▶ **TASK SET**:
(a) In the traffic court thread, which state is given as an example where not insuring one's vehicle is a criminal offense?
(b) Summarize the traffic court thread in two sentences.
(c) From the traffic court thread, reproduce the passage starting with "Innocent until proven guilty applies" and going on through "in criminal court.".

▶ **GIVEN PASSAGE**:
* * *

I don't expect to convince you. You are part of the system. It is what it is. If you didn't believe in it, you wouldn't be a part of it. I knew from my first post in this thread I was representing an unpopular position, but like I said, it is what it is.


-Rob


----------



## Carol (Apr 23, 2009)

Thesemindz said:


> As to the other question, of the realities of court, specifically traffic court, it is very simple. When I'm ticketed for not having insurance, I have to go to court and prove I do. The police officer doesn't have to go to court and prove I didn't. When I'm ticketed for speeding, I have to go to court and prove I didn't. When officers can write speeding tickets based on their own testimony, either by eye witnessing the "violation," or by claiming he was "pacing" the vehicle, the burden of proof is on the accused.



Careful what you wish for.   

Innocent until proven guilty applies to charges of criminal offenses only.  Most traffic tickets are civil infractions, not criminal offenses.

In some states, such as Massachusetts, not insuring one's vehicle is a criminal offense.  However, except under egregious circumstances, this issue is still handled in traffic court before a magistrate, rather than in criminal court.

The reasons why...Massachusetts largely doesn't want the expense of a criminal trial or throwing its motorists in jail because they had an oops with their insurance.   They just want their money and to have the car insured.   Managing the complaint in traffic court and showing that the vehicle is properly insured and registered is generally sufficient reason for the magistrate to dismiss the charges against a good driver.  Against a not so good driver...that could be a different story.    Most states generally reserve criminal court proceedings for the more dangerous issues such as driving under the influence.  

So...traffic infractions could be criminalized.   We'd have the right to be innocent until proven guilty and the right to an attorney if the courts declared us indegent, but that also means we'd be arrested and hauled off to a holding cell if we get caught doing 75 in a 55 along with risking bigger fines, jail time, attorney bills, and all that nasty stuff.  Doesn't sound like a fair trade off to me. :asian:

(BTW....you'd like NH.  No mandatory insurance, no seat belt laws for passengers 13 and over, and no helmet laws for motorcyclists.)


----------



## Archangel M (Apr 23, 2009)

*Thesemindz* ...Are you one of these Sovereign Citizen guys? Or more likely one of the Posse Comitatus believers? You seen to share many of their beliefs.

Posse Comitatus 



> Members of the Posse Comitatus frequently refuse to pay taxes, to obtain driver's licenses, or otherwise to comply with regulatory authorities. They deny the validity of United States fiat money as not backed by gold, which they claim the Constitution requires.
> They have unusual legal documents drawn up and attempt to record them, declaring independence from the United States, or claiming to file "common law" liens against perceived enemies like Internal Revenue Service employees or judges. They are often involved in various tax protests, and have invoked arguments popularized by tax protesters.

* * *

▶ **SOURCE MATERIAL**:
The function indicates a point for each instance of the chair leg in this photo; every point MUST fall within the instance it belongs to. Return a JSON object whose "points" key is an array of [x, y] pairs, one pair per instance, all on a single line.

* * *

▶ **TASK RESPONSES**:
(a) Massachusetts.

(b) Carol answers a complaint about the burden of proof in traffic court by noting that innocent until proven guilty applies only to criminal offenses, while most traffic tickets are civil infractions. She argues that criminalizing traffic infractions would bring arrests, bigger fines, jail time and attorney bills, and Archangel M asks whether Thesemindz is a Sovereign Citizen or a Posse Comitatus believer.

(c)
Innocent until proven guilty applies to charges of criminal offenses only.  Most traffic tickets are civil infractions, not criminal offenses.

In some states, such as Massachusetts, not insuring one's vehicle is a criminal offense.  However, except under egregious circumstances, this issue is still handled in traffic court before a magistrate, rather than in criminal court.